→ Extracted information:
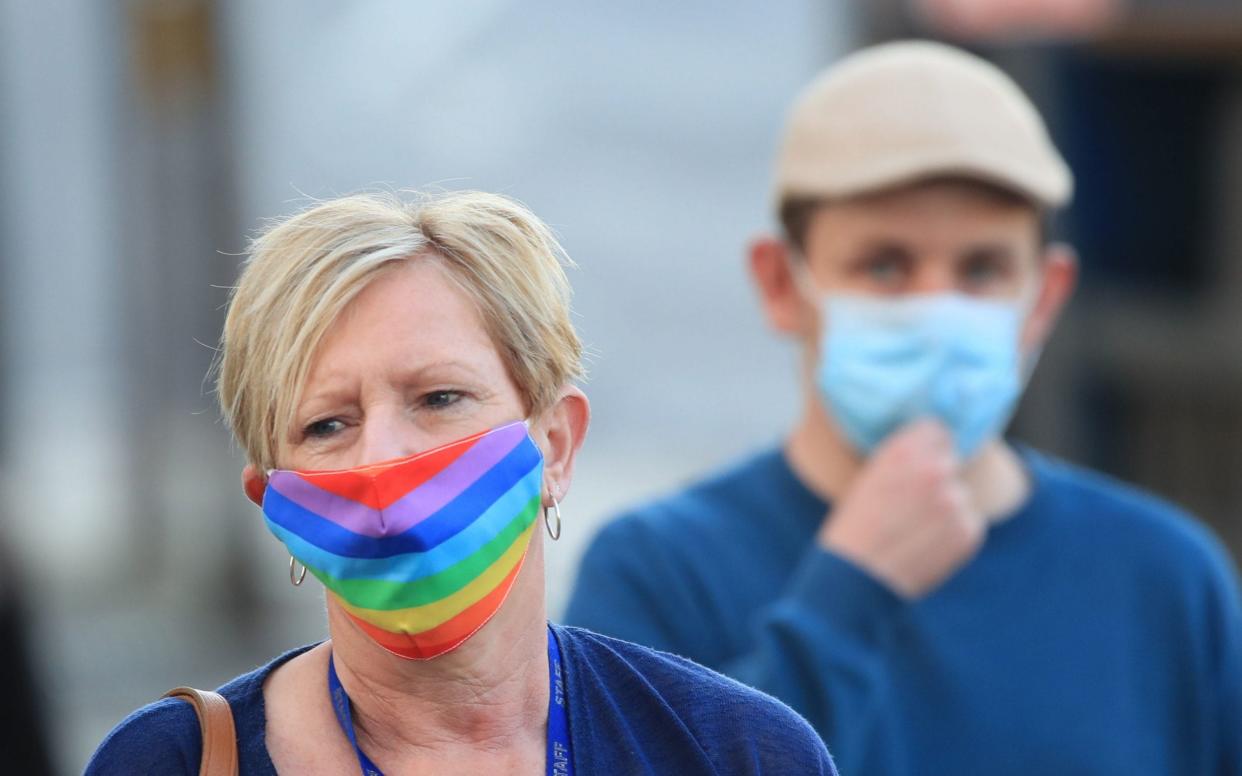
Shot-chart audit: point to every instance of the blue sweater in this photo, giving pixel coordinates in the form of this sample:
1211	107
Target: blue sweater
1097	631
631	710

→ What is needed: Write out all the material above exactly, with no image carried over.

→ Worked solution:
Shot-chart audit: point to every instance of the blue sweater in this photo, giving pixel coordinates in the form of this sample:
1211	107
Target: blue sweater
1097	631
631	710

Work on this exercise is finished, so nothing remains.